▸ Consigne écrite A
Relevez tous les passages placés entre parenthèses dans l'extrait sur Guibert et Berger.

▸ Extrait de page
▼
Nous avons vu ici comment le projet photographique qui liait Guibert et Berger a finalement glissé vers une écriture romanesque par l’image et donc vers une entreprise d’ordre photolittéraire. Il serait possible d’expliquer cette trajectoire de deux façons. La première est que l’œuvre d’Hervé Guibert semble avoir, par sa force autofictionnelle, dévoré le projet qui le liait initialement à Berger. Une œuvre centrée depuis son origine sur le « moi » et qui a fini dans la mise à nu totale et spectaculaire de ce « moi » (trilogie du sida[2], réalisation du film La Pudeur ou l’Impudeur) a finalement absorbé les photographies de Berger qui très souvent étaient dictées par Guibert lui-même. Il en résulte que nombre des portraits de Berger se lisent aujourd’hui comme des autoportraits de Guibert (nous y reviendrons). La seconde explication réside dans la lecture ou l’utilisation littéraire que Guibert a faite des photos de Berger, lecture qu’il faisait très souvent de la photographie en général, la considérant dans ses potentialités romanesques, comme en attestent ses articles de critique photographique écrits pour Le Monde et réunis dans le recueil La photo, inéluctablement (1999).
▲
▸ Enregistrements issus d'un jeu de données
▼
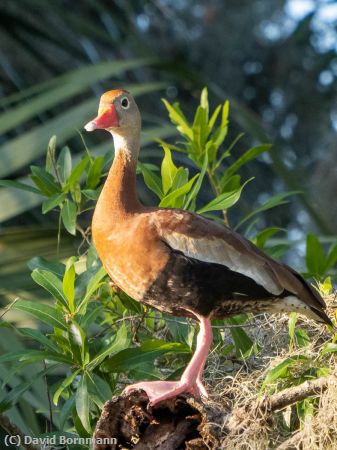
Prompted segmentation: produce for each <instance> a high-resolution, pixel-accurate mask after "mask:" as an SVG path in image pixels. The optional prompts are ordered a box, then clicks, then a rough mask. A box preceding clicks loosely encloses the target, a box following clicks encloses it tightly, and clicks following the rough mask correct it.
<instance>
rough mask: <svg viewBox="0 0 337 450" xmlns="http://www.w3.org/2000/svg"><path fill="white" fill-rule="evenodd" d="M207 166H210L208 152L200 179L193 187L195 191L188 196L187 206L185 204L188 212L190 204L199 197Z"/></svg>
mask: <svg viewBox="0 0 337 450" xmlns="http://www.w3.org/2000/svg"><path fill="white" fill-rule="evenodd" d="M207 166H208V156H207V152H206V153H205V156H204V162H203V164H202V169H201V172H200V175H199V177H198V180H197V182H196V183H195V185H194V186H193V189H192V190H191V192H190V193H189V195H188V196H187V199H186V201H185V204H184V209H186V210H188V208H189V206H190V204H191V203H192V201H193V200H194V199H196V198H197V195H198V193H199V191H200V188H201V185H202V182H203V180H204V177H205V174H206V170H207Z"/></svg>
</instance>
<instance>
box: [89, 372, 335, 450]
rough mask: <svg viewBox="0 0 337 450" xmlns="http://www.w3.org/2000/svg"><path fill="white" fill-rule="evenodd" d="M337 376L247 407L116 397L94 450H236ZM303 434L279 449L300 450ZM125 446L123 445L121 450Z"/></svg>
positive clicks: (107, 413)
mask: <svg viewBox="0 0 337 450" xmlns="http://www.w3.org/2000/svg"><path fill="white" fill-rule="evenodd" d="M336 381H337V377H336V375H329V376H327V377H323V378H319V379H317V380H312V381H306V382H305V383H303V384H301V385H300V386H295V387H292V388H288V389H285V390H283V391H281V392H278V393H276V394H274V395H271V396H265V397H263V398H260V399H257V400H255V401H252V402H250V403H248V404H247V405H245V406H243V407H235V405H234V406H233V405H232V407H230V405H228V404H227V405H226V406H222V408H221V409H220V407H219V405H218V404H212V403H209V402H207V403H206V404H202V403H200V402H198V401H197V400H195V399H194V398H193V397H190V396H179V397H177V398H175V399H171V400H169V401H166V402H162V403H161V404H159V405H157V406H156V407H154V408H151V407H150V406H149V403H148V398H147V395H146V394H145V392H144V391H135V392H132V393H131V394H129V395H127V396H120V397H114V398H113V399H112V400H111V401H108V402H107V403H106V404H105V405H104V409H103V412H102V415H101V418H100V420H99V421H98V423H97V425H96V430H95V434H94V450H115V449H117V448H123V449H124V450H128V449H137V450H156V449H157V450H159V449H160V450H179V449H187V450H212V449H214V450H216V449H219V448H220V442H221V441H222V445H223V447H222V448H232V447H231V444H232V439H234V438H235V439H236V438H237V437H238V436H240V435H242V434H243V433H244V432H245V431H246V430H248V429H250V428H251V427H252V426H253V425H254V427H255V429H256V427H261V429H262V427H265V426H266V425H267V426H269V427H271V426H272V424H273V418H274V413H275V412H277V411H280V410H282V409H284V408H285V407H287V406H289V405H292V404H294V403H296V402H298V401H301V400H303V399H305V398H307V397H311V396H318V395H320V394H321V393H322V392H324V391H325V390H326V389H327V387H328V386H329V384H330V383H332V382H336ZM99 438H116V440H117V443H116V444H112V445H110V446H109V445H106V444H101V443H99V441H98V440H99ZM300 438H301V435H300V432H298V433H296V434H295V435H293V436H292V437H291V438H289V439H288V441H286V442H284V443H283V444H282V445H281V446H280V447H279V448H278V450H290V449H293V448H296V444H298V443H299V442H300ZM119 446H121V447H119Z"/></svg>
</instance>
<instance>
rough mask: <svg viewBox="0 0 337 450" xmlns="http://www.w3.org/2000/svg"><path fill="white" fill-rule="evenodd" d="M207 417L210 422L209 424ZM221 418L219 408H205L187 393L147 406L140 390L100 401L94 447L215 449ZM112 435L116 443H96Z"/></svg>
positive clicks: (144, 397) (111, 435) (152, 448)
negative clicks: (103, 405) (101, 410)
mask: <svg viewBox="0 0 337 450" xmlns="http://www.w3.org/2000/svg"><path fill="white" fill-rule="evenodd" d="M210 419H211V420H212V422H213V423H212V424H209V422H210ZM221 420H222V411H220V410H219V408H214V407H213V408H208V407H207V406H205V405H202V404H201V403H199V402H197V401H196V400H195V399H194V398H192V397H188V396H179V397H177V398H175V399H172V400H168V401H165V402H162V403H161V404H159V405H157V406H156V407H154V408H152V407H150V406H149V403H148V398H147V395H146V394H145V392H144V391H135V392H132V393H131V394H129V395H126V396H120V397H114V398H113V399H112V400H111V401H108V402H107V403H106V404H105V405H104V409H103V412H102V415H101V418H100V419H99V421H98V422H97V425H96V430H95V433H94V450H115V449H117V448H119V447H118V445H121V446H122V448H123V449H137V450H156V449H158V450H176V449H180V448H186V449H188V450H209V449H216V448H218V445H219V440H218V435H219V430H220V427H219V426H217V425H216V424H220V423H221ZM102 438H116V439H117V441H118V444H112V445H110V446H108V445H106V444H103V443H99V441H100V439H102Z"/></svg>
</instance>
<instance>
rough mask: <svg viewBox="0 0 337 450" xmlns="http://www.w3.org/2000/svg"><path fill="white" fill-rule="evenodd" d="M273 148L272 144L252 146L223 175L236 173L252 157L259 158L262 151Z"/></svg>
mask: <svg viewBox="0 0 337 450" xmlns="http://www.w3.org/2000/svg"><path fill="white" fill-rule="evenodd" d="M270 148H271V144H262V145H258V146H256V147H253V148H250V149H249V150H247V151H246V152H245V153H244V154H243V155H242V156H240V158H238V159H237V160H236V161H235V162H234V163H233V164H232V165H231V166H229V167H228V169H227V170H226V172H225V173H224V175H223V177H224V178H228V177H229V176H231V175H234V174H235V173H236V172H237V171H238V170H239V169H240V167H242V166H243V165H245V164H247V163H248V162H249V161H251V160H252V159H255V158H257V157H258V156H259V155H261V153H264V152H266V151H267V150H269V149H270Z"/></svg>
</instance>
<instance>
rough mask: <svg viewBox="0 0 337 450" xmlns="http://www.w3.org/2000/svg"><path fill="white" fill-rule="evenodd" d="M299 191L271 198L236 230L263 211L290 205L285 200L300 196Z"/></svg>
mask: <svg viewBox="0 0 337 450" xmlns="http://www.w3.org/2000/svg"><path fill="white" fill-rule="evenodd" d="M299 193H300V192H299V191H289V192H281V193H280V194H276V195H273V196H272V197H270V198H269V199H268V200H267V201H266V202H265V203H263V204H262V205H261V206H259V207H258V208H256V209H254V211H252V212H251V213H249V214H247V216H245V217H244V218H243V219H242V220H241V221H240V222H239V223H238V225H236V227H235V228H234V229H235V230H237V229H238V228H240V227H241V226H242V225H243V224H244V223H246V222H247V221H248V220H250V219H252V218H253V217H254V216H256V215H257V214H260V213H261V212H263V211H267V210H268V209H272V208H275V207H276V206H280V205H284V204H285V203H288V201H286V200H285V199H286V198H287V197H290V196H291V195H294V194H299Z"/></svg>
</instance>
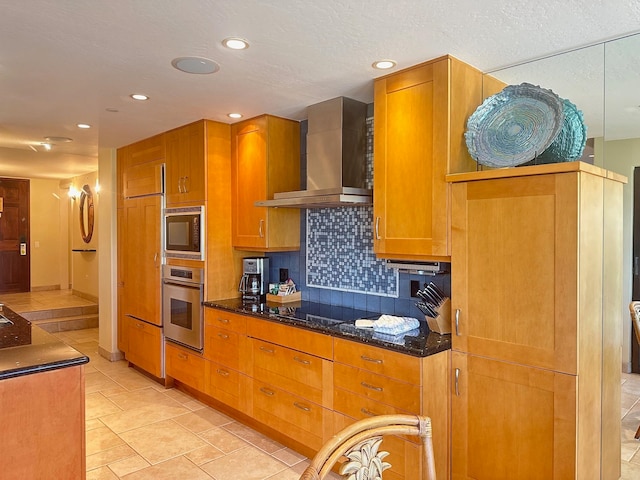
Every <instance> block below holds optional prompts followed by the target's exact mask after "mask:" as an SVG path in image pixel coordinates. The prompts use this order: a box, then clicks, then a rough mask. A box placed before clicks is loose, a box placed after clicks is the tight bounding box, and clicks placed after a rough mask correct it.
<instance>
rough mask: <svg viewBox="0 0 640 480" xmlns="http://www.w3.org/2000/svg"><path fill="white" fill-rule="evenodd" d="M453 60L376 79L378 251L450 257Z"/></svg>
mask: <svg viewBox="0 0 640 480" xmlns="http://www.w3.org/2000/svg"><path fill="white" fill-rule="evenodd" d="M447 85H448V60H446V59H445V60H442V61H439V62H435V63H428V64H425V65H422V66H420V67H418V68H414V69H410V70H408V71H405V72H401V73H399V74H397V75H392V76H388V77H385V78H383V79H381V80H378V81H376V83H375V101H374V108H375V115H374V118H375V133H374V151H375V154H374V171H375V180H374V181H375V184H374V189H373V195H374V200H373V204H374V251H375V252H376V254H378V255H381V256H386V255H387V256H398V257H403V256H407V255H409V256H411V255H413V256H416V255H417V256H425V255H427V256H429V255H431V256H446V255H449V254H450V252H449V250H448V239H447V234H448V224H447V208H448V199H447V184H446V182H445V180H444V176H445V174H446V173H447V156H448V150H447V142H448V131H447V129H446V128H444V126H443V125H442V122H444V123H445V125H446V124H447V123H448V115H447V111H448V110H447V109H448V91H447Z"/></svg>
▲
▸ Consigne écrite B
Réécrivez, s'il vous plaît, les lignes du jeu de données en commençant au début de ces lignes et en terminant à la ligne qui contient « 166H210L208 152L200 179L193 », en remplaçant « rough mask » par « coarse mask » sans rien modifier d'autre. Laissez les images hors de la réponse.

▸ Réponse écrite A
- trilogie du sida[2], réalisation du film La Pudeur ou l'Impudeur
- nous y reviendrons
- 1999

▸ Réponse écrite B
Prompted segmentation: produce for each <instance> a high-resolution, pixel-accurate mask after "mask:" as an SVG path in image pixels. The optional prompts are ordered a box, then clicks, then a coarse mask. A box preceding clicks loosely encloses the target, a box following clicks encloses it tightly, and clicks following the coarse mask correct it.
<instance>
coarse mask: <svg viewBox="0 0 337 450" xmlns="http://www.w3.org/2000/svg"><path fill="white" fill-rule="evenodd" d="M207 166H210L208 152L200 179L193 187L195 191L188 196L187 206L185 204L188 212L190 204L199 197Z"/></svg>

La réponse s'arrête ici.